- ASSIGNMENT: Each line of the listing below must be retyped exactly, with images left out.

- DATA FOR PROCESSING:
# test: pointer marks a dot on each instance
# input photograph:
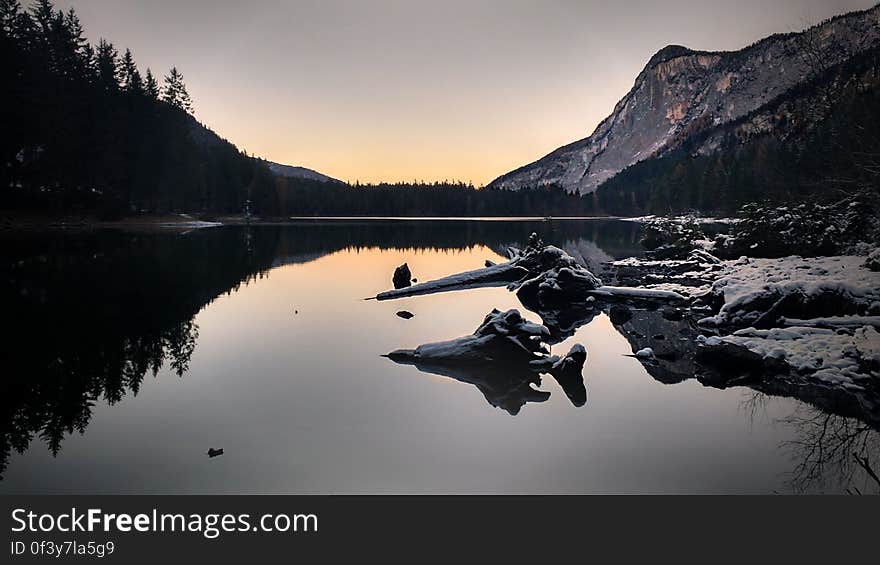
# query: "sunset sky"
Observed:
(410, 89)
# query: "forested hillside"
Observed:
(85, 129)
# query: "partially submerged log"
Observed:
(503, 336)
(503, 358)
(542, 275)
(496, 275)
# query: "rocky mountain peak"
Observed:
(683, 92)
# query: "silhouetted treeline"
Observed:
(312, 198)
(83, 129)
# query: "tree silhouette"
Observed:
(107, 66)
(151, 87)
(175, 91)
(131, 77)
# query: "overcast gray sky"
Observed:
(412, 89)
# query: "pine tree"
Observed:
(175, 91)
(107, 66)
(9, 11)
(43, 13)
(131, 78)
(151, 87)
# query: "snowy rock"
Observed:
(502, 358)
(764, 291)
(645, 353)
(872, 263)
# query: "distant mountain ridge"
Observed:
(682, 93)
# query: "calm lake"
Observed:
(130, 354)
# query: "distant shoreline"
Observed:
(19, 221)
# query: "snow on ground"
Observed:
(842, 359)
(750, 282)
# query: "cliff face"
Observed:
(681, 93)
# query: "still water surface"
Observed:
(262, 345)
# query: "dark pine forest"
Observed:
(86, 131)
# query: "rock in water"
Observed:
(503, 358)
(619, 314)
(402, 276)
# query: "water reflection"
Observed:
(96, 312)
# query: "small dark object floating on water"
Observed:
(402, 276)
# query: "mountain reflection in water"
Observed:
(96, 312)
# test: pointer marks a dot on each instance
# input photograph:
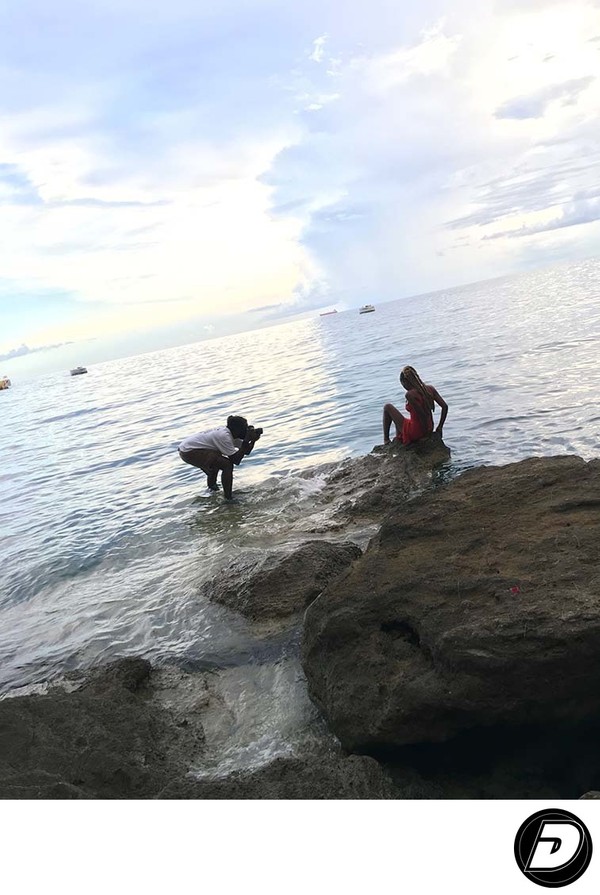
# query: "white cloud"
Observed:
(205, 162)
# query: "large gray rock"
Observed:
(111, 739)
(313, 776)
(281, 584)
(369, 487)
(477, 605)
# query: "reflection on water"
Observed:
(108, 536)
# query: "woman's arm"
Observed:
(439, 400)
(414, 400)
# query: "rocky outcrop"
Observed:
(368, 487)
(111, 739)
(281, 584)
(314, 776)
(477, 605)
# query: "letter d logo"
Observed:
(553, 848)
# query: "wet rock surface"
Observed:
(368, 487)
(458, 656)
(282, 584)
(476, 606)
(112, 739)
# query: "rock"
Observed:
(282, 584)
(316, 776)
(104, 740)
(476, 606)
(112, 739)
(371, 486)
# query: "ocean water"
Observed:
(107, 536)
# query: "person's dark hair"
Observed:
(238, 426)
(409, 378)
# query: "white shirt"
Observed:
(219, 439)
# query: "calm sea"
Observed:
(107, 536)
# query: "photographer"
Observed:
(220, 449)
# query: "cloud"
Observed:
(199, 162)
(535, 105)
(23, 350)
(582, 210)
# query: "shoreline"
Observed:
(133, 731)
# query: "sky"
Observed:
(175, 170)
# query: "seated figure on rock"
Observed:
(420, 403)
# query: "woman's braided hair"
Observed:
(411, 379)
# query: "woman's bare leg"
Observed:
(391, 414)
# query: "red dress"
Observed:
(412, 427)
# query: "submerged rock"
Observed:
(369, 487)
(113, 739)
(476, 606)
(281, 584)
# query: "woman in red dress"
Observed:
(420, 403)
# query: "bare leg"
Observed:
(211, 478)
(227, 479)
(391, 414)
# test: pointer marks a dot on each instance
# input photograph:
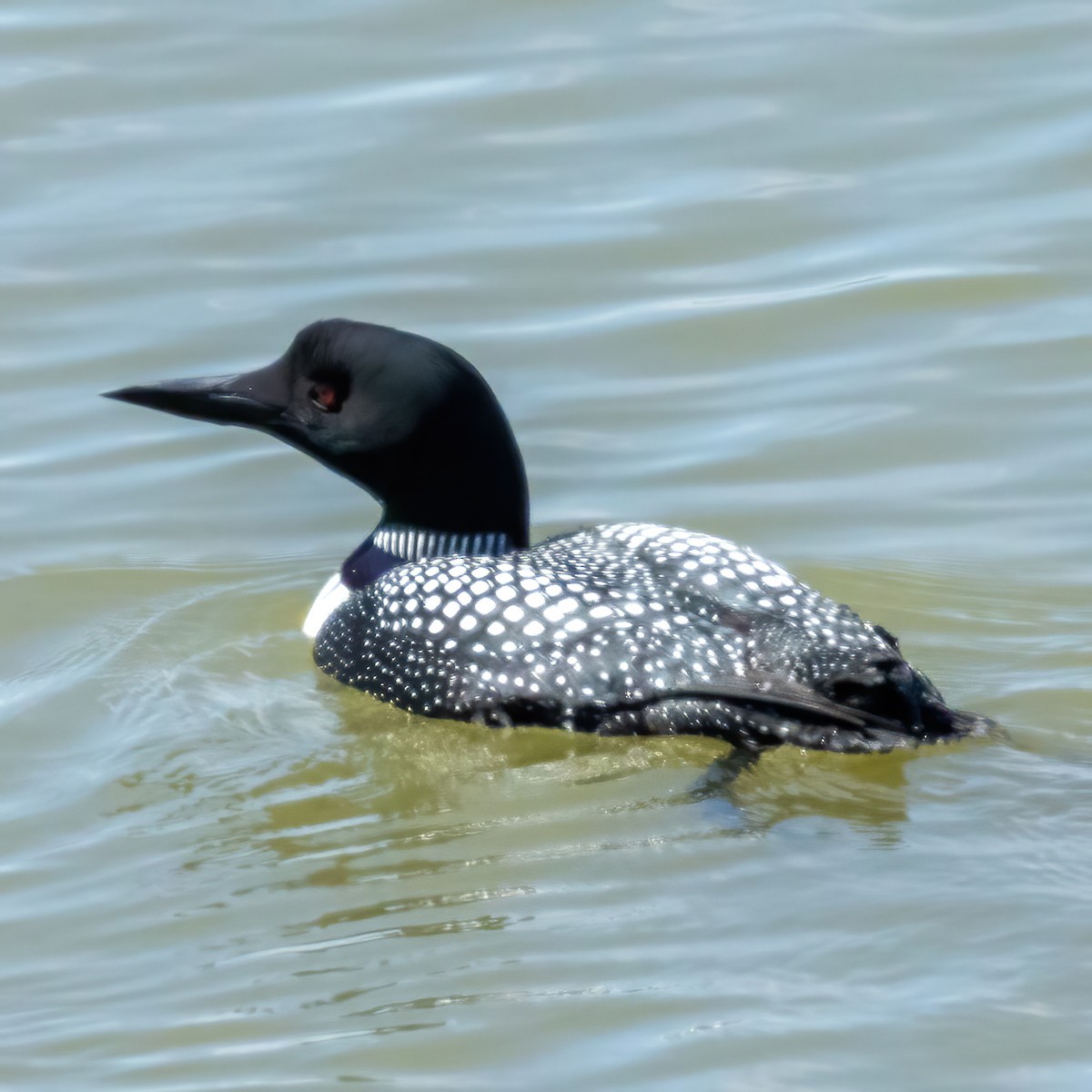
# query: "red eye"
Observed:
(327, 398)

- ANSWER TO THIS EXERCISE:
# test: pointer marks a dot on each instance
# input photograph:
# query: "sunset sky"
Observed:
(410, 89)
# query: "forested hillside"
Observed:
(85, 129)
# query: "partially submerged log"
Observed:
(503, 336)
(503, 358)
(542, 275)
(496, 275)
# query: "rocky mountain peak"
Observed:
(683, 92)
# query: "silhouetted treeline"
Observed:
(312, 198)
(83, 129)
# query: "tree silhouette"
Observed:
(107, 66)
(151, 87)
(175, 91)
(131, 77)
# query: "overcast gray sky"
Observed:
(412, 89)
# query: "pine tree"
Observed:
(175, 91)
(107, 66)
(9, 11)
(43, 13)
(131, 78)
(151, 87)
# query: "snowy rock"
Observed:
(502, 358)
(764, 291)
(645, 353)
(872, 263)
# query: "distant mountain ridge"
Observed:
(682, 93)
# query: "calm lake"
Observed:
(130, 354)
# query: "distant shoreline"
Observed:
(19, 221)
# query: "snow on ground"
Observed:
(842, 359)
(750, 282)
# query: "cliff face"
Observed:
(681, 93)
# query: "still water surface"
Observed:
(262, 345)
# query: "dark pine forest"
Observed:
(86, 131)
# query: "rock in water"
Observed:
(503, 358)
(619, 314)
(402, 276)
# query: "water reflection"
Observed:
(96, 312)
# query: "small dark object floating on water"
Observed:
(402, 276)
# query: "mountain reflection in water"
Observed:
(96, 312)
# test: pointer marks a dot on each instance
# input photograph:
# query: "white cloud"
Observed:
(205, 162)
# query: "large gray rock"
Observed:
(111, 739)
(313, 776)
(281, 584)
(369, 487)
(477, 605)
# query: "reflection on water"
Observed:
(108, 536)
# query: "woman's arm"
Observed:
(439, 400)
(414, 400)
# query: "rocky outcrop"
Observed:
(368, 487)
(111, 739)
(281, 584)
(314, 776)
(477, 605)
# query: "letter d logo"
Observed:
(553, 848)
# query: "wet rock surface"
Observed:
(368, 487)
(458, 656)
(282, 584)
(476, 606)
(112, 739)
# query: "rock"
Observed:
(282, 584)
(316, 776)
(104, 740)
(476, 606)
(112, 739)
(371, 486)
# query: "ocean water"
Observed:
(107, 536)
# query: "person's dark hair"
Observed:
(238, 426)
(409, 378)
# query: "white shirt"
Observed:
(219, 439)
# query: "calm sea"
Observed:
(107, 536)
# query: "photographer"
Observed:
(220, 449)
# query: "cloud"
Observed:
(199, 162)
(535, 105)
(23, 350)
(582, 210)
# query: "shoreline"
Observed:
(133, 731)
# query: "sky"
Observed:
(175, 170)
# query: "seated figure on rock"
Observed:
(420, 403)
# query: "woman's braided hair"
Observed:
(411, 379)
# query: "woman's bare leg"
Observed:
(391, 414)
# query: "red dress"
Observed:
(412, 427)
# query: "submerged rock"
Observed:
(369, 487)
(113, 739)
(476, 606)
(281, 584)
# query: "woman in red dress"
Observed:
(420, 403)
# query: "bare leg"
Observed:
(211, 478)
(227, 479)
(391, 414)
# test: pointer marks a dot on each instance
# input photograph:
# query: "red eye"
Observed:
(327, 398)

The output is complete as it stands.